[Begin]

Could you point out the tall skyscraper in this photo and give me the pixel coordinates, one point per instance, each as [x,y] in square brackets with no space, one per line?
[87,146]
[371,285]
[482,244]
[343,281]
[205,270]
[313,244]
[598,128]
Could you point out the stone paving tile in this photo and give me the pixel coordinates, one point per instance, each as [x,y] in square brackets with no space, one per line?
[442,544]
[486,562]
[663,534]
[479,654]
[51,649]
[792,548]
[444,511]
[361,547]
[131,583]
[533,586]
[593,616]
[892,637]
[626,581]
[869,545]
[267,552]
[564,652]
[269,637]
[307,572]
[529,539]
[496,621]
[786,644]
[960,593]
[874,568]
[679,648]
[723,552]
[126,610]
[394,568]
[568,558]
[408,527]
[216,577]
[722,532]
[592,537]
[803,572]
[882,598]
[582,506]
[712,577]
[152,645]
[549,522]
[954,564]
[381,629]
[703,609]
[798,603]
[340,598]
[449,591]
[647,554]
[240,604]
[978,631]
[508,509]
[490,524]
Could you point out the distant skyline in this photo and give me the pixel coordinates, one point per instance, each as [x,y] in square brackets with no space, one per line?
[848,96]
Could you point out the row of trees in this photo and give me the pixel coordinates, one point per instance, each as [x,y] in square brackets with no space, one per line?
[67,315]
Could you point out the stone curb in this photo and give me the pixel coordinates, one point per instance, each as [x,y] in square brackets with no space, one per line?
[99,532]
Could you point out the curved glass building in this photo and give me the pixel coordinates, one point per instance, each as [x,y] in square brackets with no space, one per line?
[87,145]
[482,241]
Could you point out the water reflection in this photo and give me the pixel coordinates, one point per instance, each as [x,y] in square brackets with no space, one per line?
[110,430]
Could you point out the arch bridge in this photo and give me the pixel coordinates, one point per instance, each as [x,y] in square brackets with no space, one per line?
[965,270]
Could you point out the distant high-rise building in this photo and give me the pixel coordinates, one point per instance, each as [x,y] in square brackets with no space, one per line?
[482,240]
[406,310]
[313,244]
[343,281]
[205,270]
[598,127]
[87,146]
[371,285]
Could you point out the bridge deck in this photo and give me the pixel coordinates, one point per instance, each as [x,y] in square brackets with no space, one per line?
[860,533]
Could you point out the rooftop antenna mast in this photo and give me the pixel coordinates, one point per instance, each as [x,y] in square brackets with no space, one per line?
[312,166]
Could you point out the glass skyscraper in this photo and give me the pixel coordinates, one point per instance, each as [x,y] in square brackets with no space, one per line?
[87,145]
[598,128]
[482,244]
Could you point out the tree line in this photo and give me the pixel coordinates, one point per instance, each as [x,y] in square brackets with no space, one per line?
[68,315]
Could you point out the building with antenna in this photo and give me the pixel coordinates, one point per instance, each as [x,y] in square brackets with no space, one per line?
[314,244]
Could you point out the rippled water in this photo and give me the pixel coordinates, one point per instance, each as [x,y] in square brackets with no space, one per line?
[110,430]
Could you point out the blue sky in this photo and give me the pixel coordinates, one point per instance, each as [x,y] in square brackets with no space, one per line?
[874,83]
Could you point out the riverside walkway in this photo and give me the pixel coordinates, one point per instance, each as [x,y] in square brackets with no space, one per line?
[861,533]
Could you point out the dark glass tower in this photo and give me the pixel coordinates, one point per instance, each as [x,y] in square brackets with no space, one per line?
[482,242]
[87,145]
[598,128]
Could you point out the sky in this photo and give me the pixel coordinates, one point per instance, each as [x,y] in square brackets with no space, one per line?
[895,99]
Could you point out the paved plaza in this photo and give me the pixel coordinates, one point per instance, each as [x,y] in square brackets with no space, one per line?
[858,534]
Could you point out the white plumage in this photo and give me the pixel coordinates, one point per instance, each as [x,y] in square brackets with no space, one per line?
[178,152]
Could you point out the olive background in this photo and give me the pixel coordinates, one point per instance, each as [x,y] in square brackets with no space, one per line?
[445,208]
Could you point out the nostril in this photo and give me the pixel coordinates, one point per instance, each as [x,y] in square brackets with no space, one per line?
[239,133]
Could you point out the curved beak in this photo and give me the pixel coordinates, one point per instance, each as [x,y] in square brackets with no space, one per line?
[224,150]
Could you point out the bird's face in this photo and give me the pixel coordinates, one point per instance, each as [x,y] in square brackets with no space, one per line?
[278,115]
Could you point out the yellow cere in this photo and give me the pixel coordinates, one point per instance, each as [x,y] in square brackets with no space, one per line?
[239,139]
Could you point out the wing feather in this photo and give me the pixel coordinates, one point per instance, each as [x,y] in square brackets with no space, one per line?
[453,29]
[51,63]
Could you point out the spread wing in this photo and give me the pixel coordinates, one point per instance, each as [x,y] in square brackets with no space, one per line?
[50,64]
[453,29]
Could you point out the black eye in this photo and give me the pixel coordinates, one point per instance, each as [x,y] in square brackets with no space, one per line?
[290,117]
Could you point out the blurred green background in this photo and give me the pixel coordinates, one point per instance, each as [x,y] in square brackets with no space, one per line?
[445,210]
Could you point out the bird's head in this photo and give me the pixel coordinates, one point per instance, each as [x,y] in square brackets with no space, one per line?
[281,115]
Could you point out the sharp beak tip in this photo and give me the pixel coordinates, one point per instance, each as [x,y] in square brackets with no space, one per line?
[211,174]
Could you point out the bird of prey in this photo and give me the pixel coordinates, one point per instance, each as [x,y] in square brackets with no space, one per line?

[End]

== WHAT YOU NEED TO DO ==
Transcribe every row above verbatim, from the first to the last, keeping each character and line break unchanged.

== TASK SOLUTION ==
Could you point out the tall skyscraper in this photo and give me the pixel coordinates, one point per instance, each as [x,y] in square brackets with no space, one per line?
[87,146]
[371,285]
[482,244]
[343,281]
[205,270]
[313,244]
[598,128]
Could you point out the stone paving tile in this photo and give me the pixel coordinates, one point per instance, each as [x,y] in square brackets with no space, one per line?
[442,544]
[486,562]
[663,534]
[479,654]
[51,649]
[792,548]
[444,511]
[361,547]
[131,583]
[533,586]
[593,616]
[892,637]
[626,581]
[869,545]
[267,552]
[564,652]
[269,637]
[307,572]
[529,539]
[496,621]
[786,644]
[960,593]
[874,568]
[679,648]
[723,552]
[126,610]
[394,568]
[568,558]
[408,527]
[216,577]
[722,532]
[592,537]
[803,572]
[882,598]
[582,506]
[712,577]
[152,645]
[549,522]
[954,564]
[381,629]
[703,609]
[798,603]
[340,598]
[449,591]
[647,554]
[240,604]
[978,631]
[508,509]
[490,524]
Could you point out the distant skyline in this photo and give me the pixel coordinates, one point per instance, each as [x,y] in square brackets with no space, one per line?
[848,96]
Could you point out the row of trees in this photo and give me the pixel coordinates, one point per instance, each as [x,y] in square brackets with no space, one per line?
[67,315]
Could you point out the stone curb in this photo and give me the pixel coordinates, one point per instance, each as [x,y] in square brackets with no space, one per line?
[99,532]
Could you point out the curved glass building in this photo and give me the pixel coordinates, one point per instance, each as [x,y] in square brackets with no space, one per line?
[87,145]
[482,241]
Could you point out the water reflection in this photo and give me the pixel coordinates, one point per instance, each as [x,y] in square brackets with no space, one per line?
[110,430]
Could you point out the arch bridge in this photo and give me the pixel coordinates, one point per instance, each as [x,y] in square brackets with no space, one per line?
[965,270]
Could you point out the distant high-rise building in this photo and give me the pixel coordinates, one point per instance, each as [x,y] in square brackets with no space, one per line?
[482,240]
[406,310]
[313,244]
[343,281]
[205,270]
[598,127]
[87,146]
[371,285]
Could you point out the bridge deck in this photo and give me the pixel coordinates, one point per instance, each as [x,y] in square brackets with no space, one per line?
[860,533]
Could you point out the rooftop antenna mast in this photo and give me the pixel coordinates, one point per instance, each as [x,y] in square brackets with no space, one per line?
[312,166]
Could you point out the glass skyscraper in this photo and give me the pixel coordinates, one point per instance, each as [x,y] in square brackets with no space, one per line?
[87,145]
[598,128]
[482,244]
Could you point out the tree line in this photo and give me the pixel coordinates, one point per instance, each as [x,y] in square brackets with no space, one per line?
[68,315]
Could you point out the building with antenna in this photo and give me the pixel coordinates, one point per instance, each as [x,y] in square brackets with no space, one per line?
[314,244]
Could you point out the rippled water in this photo and give me the pixel coordinates, one point per instance, each as [x,y] in square brackets with no space, one per line?
[110,430]
Could you point out the blue sky in this photo and give me the pixel coordinates, one point per instance, each as [x,y] in square brackets with no space, one per line?
[874,83]
Could you point out the riverside walkway in this photo and give me the pixel coordinates, one point per instance, each as [x,y] in square brackets with no space, one per line?
[861,533]
Could you point out the dark glass tower in this photo and give me the pixel coordinates, one point per instance, each as [x,y] in square brackets with no space, one per line?
[482,242]
[87,145]
[598,128]
Could you point out the sky in this photo and give me the pixel coordinates, one point per instance, each as [x,y] in square brackets with no space, one per line?
[895,99]
Could you point out the paved plaza in this photo and give me the pixel coordinates, one point per instance, each as [x,y] in square brackets with no space, one per line?
[858,534]
Could you point out the white plumage in this photo and give me the pixel coordinates, one point per instance, each as [x,y] in square brackets with no space, one per line?
[178,152]
Could you point out the olive background in this photo and give me the pixel coordinates, one point per instance, each as [x,y] in square brackets with no space, one per line?
[445,208]
Could you point out the nostril in this photo and give me the pixel coordinates, one point per instance, each as [x,y] in square brackets with no space, one per line?
[239,133]
Could you point out the curved beak in this photo and give me the pixel coordinates, one point per instance, each as [x,y] in square brackets with no space, one per line?
[224,150]
Could you point out the bird's face in this photo and give me the pixel coordinates, one point per instance, each as [x,y] in square brackets with no space, one per line?
[278,115]
Could you point out the yellow cere in this photo and give me the pixel coordinates, one point per instance, each as [x,y] in square brackets with no space, one per line?
[239,139]
Could you point out the wing feather in this photo and give me the pixel coordinates, one point per instance, each as [x,y] in square brackets with no space, one per line?
[453,29]
[51,63]
Could you point out the spread wing in this photo and give me the pixel coordinates, one point per instance, each as [x,y] in square brackets with no space, one per line?
[50,64]
[453,29]
Could you point out the black eye in this photo and give me the pixel coordinates, one point per instance, each as [x,y] in square brackets with no space, one per line?
[290,117]
Could you point out the blurred green background in this photo and give me the pixel coordinates, one point per instance, each as [x,y] in square brackets with no space, one per line?
[445,210]
Could you point out the bird's head in this photo and give me the pixel coordinates, one point per instance, each as [x,y] in square brackets with no space, one per line?
[281,115]
Could you point out the sharp beak tip in this photo and give me the pixel coordinates, one point per instance, each as [x,y] in square brackets with no space, one per line?
[211,174]
Could you point out the bird of prey in this photo and give me the pixel coordinates, one point per instance, each as [x,y] in square brackets with no space, one per line?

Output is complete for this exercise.